**Text section**
..............................

Third, the World Bank would focus its own knowledge management activities and support for research and development in developing countries much more on a search for effective and scalable solutions, linked closely to its operational engagement which would be specifically designed to support the scaling up of tested innovations, along the lines pioneered by the Bill and Melinda Gates Foundation.
Fourth, for those countries with strong project management capacities, the World Bank would dramatically simplify its lending processes, following the example of the EIB. This would make it a much more efficient operational institution, making it a more attractive partner to its borrowing member countries, especially the emerging market economies.
Fifth, the membership of the World Bank would fix some fundamental problems with its financial structure and governance. It would invite the emerging market economies to make significantly larger contributions to its capital base in line with their much-enhanced economic and financial capacities. It would revamp the bank’s voting and voice rules to reflect the changed global economic weights and financial contributions of emerging markets. The bank would also explore, based on the experience of the vertical funds, tapping the resources of non-official partners, such as foundations and the private sector as part of its capital and contribution base. Of course, this would bring with it further significant changes in the governance of the World Bank. And the bank would move swiftly to a transparent selection of its leadership on the basis of merit without reference to nationality.

..............................

**Data**
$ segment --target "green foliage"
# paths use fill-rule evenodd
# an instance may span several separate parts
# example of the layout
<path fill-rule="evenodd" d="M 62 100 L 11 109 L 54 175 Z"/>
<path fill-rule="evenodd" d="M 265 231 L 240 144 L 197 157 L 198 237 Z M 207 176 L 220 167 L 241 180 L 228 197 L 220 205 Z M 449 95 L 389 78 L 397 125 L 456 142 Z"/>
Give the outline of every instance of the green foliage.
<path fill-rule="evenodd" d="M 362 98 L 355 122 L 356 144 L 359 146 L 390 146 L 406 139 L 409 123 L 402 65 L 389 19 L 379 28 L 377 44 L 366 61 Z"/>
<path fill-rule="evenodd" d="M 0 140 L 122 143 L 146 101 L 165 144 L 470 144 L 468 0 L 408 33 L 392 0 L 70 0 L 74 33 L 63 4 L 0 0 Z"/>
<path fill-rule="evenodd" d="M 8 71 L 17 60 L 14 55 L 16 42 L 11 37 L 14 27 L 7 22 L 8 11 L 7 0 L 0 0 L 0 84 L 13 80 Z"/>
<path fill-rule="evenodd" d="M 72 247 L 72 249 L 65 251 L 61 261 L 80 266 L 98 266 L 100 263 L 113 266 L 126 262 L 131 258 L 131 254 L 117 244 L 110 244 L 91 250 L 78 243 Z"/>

..............................

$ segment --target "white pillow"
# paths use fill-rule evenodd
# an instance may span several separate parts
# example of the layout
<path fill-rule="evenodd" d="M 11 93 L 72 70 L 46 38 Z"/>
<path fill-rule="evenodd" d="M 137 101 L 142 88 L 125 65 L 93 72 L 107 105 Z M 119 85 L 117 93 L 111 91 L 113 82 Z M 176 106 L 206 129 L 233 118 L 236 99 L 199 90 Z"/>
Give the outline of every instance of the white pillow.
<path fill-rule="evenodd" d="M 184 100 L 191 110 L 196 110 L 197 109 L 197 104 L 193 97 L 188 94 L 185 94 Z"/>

..............................

**What you should do**
Resume the text on World Bank reform after its final sentence. The records play no part in this.

**Answer box**
Conclusion: The New World Bank President Needs to Work with the G-20 Leaders to Chart a Course Forward
The new president will have to make a choice between these three options. Undoubtedly, the easiest choice is “business-as-usual”, perhaps embellished with some marginal changes that reflect the perspective and new insights that an outsider will bring. There is no doubt that the forces of institutional and political inertia tend to prevent dramatic change. However, it is also possible that Dr. Kim, with his background in a relatively narrow sectoral area may recognize the need for a more vertical approach in the bank’s organizational and operational model. Therefore, he may be more inclined than others to explore Option 3.
If he pursues Option 3, Dr. Kim will need a lot of help. The best place to look for help might be the G-20 leadership. One could hope that at least some of the leaders of the G-20 understand that Options 1 and 2 are not in the interest of their countries and the international community. Hopefully, they would be willing to push their peers to contemplate some radical changes in the multilateral development architecture. This might involve the setting up of a high-level commission as recently recommended by this author, which would review the future of the World Bank as part of a broader approach to rationalize the multilateral system in the interest of greater efficiency and effectiveness. But in setting up such a commission, the G-20 should state a clear objective, namely that the World Bank, perhaps the strongest existing global development institution, should not be gutted or gradually starved out of existence. Instead, it needs to be remade into a focused, effective and truly global institution. If Dr. Kim embraces this vision and develops actionable ideas for the commission and the G-20 leaders to consider and support, then he may bring the right medicine for an ailing giant.